## THE PROBLEM
This task calls for the lines below starting at the one containing "of the rope" and ending at the one containing "Target: rope ladder side rope", repeated exactly with both ends kept and pictures left out.

## PROVIDED DATA
• • • • •

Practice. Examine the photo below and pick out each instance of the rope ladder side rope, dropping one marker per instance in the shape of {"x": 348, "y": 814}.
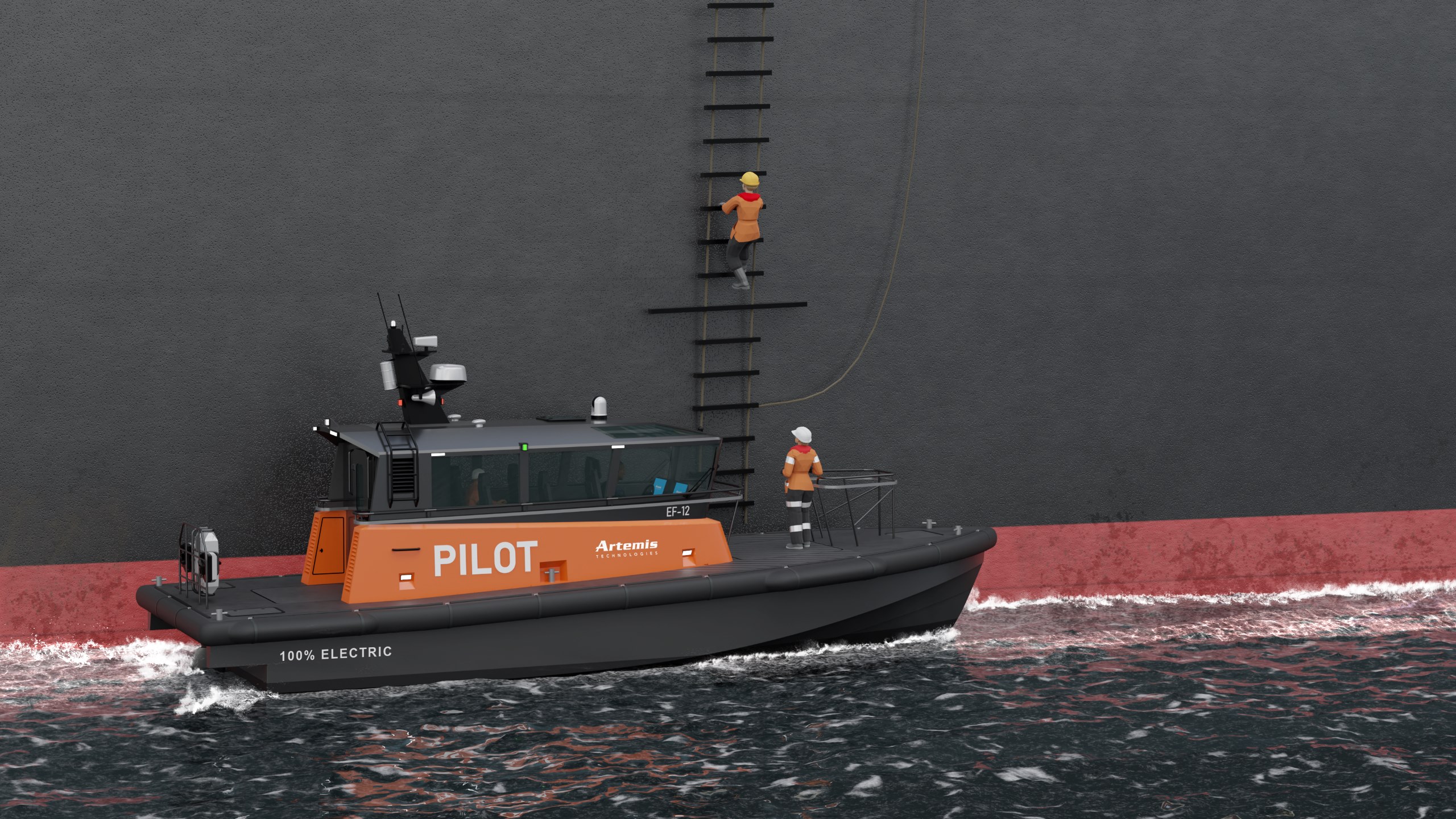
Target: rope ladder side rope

• • • • •

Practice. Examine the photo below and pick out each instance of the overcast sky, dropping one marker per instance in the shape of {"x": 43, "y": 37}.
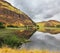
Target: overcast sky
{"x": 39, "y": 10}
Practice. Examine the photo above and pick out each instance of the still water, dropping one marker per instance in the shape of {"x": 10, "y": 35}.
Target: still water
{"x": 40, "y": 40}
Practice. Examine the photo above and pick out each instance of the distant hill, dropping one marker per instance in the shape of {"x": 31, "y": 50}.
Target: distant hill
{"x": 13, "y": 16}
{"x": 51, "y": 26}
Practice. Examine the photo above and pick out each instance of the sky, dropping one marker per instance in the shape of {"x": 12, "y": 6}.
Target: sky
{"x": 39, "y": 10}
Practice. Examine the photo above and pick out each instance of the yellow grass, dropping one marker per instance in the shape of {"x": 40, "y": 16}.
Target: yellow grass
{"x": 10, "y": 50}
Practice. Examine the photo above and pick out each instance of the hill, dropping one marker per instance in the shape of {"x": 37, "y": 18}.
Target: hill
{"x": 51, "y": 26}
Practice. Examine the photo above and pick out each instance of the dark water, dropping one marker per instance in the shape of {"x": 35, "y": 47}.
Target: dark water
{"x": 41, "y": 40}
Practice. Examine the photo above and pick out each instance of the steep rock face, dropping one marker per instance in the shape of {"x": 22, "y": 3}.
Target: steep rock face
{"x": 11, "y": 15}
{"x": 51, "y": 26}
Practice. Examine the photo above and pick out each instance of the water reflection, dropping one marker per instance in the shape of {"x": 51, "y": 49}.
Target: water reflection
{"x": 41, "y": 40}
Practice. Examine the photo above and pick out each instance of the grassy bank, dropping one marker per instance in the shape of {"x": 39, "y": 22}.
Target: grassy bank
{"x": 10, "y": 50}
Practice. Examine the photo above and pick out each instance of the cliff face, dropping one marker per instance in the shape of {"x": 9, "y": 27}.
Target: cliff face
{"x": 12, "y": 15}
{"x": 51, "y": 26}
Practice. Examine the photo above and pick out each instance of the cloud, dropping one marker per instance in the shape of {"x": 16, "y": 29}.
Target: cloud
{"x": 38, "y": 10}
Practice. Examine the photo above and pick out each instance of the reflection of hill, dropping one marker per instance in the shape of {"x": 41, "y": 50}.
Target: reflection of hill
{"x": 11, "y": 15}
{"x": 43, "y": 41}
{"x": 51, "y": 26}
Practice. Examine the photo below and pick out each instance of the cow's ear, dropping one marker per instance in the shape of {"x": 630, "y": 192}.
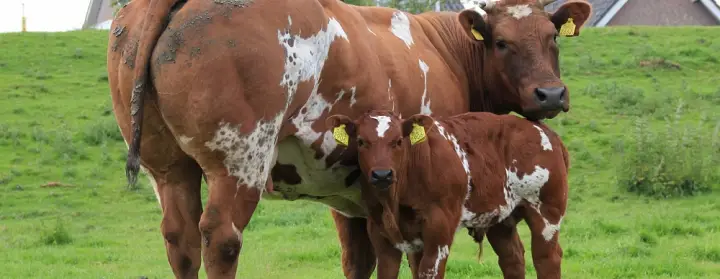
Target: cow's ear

• • • • •

## ANSWER BELOW
Practice. Examine the photo below and pick out each instance of the rope ladder side rope, dropping one marker per instance in the shape of {"x": 348, "y": 814}.
Target: rope ladder side rope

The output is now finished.